• _Excerpt to read_
Of all the ways to plan for your estate, investments that qualify for Business Relief are often the simplest to understand.
BR involves making an investment, something that most will be very familiar with.
The difference with this type of investment is that it should qualify for relief from inheritance tax.
Shares in companies that qualify for BR should be able to be passed on to loved ones free from inheritance tax upon death, as long as they have been held for two years and are still held at the time of passing.
‘What’s the catch?’ you ask.
Great question. And to answer it you’ll need to understand why the relief exists in the first place.
A quick history lesson
BR was introduced as part of the 1976 Finance Act, to allow unquoted businesses to be passed down through generations without needing to be broken up and sold to pay an inheritance tax bill.
Any cost to the government from lost inheritance tax would be outweighed by the value of businesses continuing to prosper.
The legislation was quickly recognised as an opportunity to encourage people to take on the risk of investing in unquoted trading businesses, regardless of whether they run the business themselves.
To qualify for relief, companies must be listed on the Alternative Investment Market – the London Stock Exchange’s junior market – or not be listed on any stock exchange.
The incentive of inheritance tax relief can compensate investors for taking on the additional risk of investing in such companies, and encourage investors to support trading businesses with growth potential.

Contour labeling items
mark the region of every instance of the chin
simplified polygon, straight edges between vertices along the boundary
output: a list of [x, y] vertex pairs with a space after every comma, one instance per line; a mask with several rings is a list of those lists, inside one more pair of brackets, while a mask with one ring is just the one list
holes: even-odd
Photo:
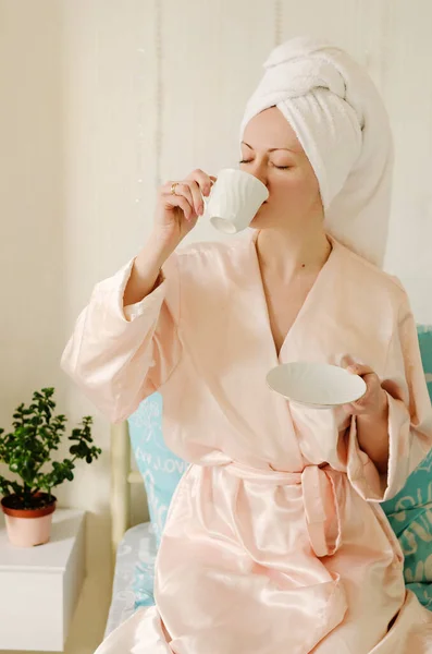
[[258, 209], [258, 213], [249, 225], [251, 229], [266, 229], [266, 227], [269, 227], [269, 219], [261, 213], [261, 209], [262, 207]]

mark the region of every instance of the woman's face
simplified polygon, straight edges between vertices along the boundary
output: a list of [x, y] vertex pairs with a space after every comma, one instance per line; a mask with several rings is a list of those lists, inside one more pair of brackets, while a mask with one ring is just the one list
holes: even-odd
[[293, 128], [276, 107], [246, 125], [240, 170], [269, 190], [251, 226], [255, 229], [304, 229], [311, 216], [323, 218], [318, 180]]

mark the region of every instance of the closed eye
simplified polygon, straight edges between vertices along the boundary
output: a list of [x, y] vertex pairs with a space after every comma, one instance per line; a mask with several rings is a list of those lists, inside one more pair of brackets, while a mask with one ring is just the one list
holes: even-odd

• _Job_
Decide whether each statement agrees with the Business Relief passage, and answer yes or no for each, quoting the words that settle it. 1. Shares must have been held for two years to pass free from inheritance tax. 2. BR was introduced as part of the 1986 Finance Act. 3. Only companies not listed on any stock exchange can qualify for relief. The records are separate material that stands apart from the Business Relief passage.

• _Solution_
1. Yes: "as long as they have been held for two years and are still held at the time of passing"
2. No: "BR was introduced as part of the 1976 Finance Act"
3. No: "companies must be listed on the Alternative Investment Market – the London Stock Exchange’s junior market – or not be listed on any stock exchange"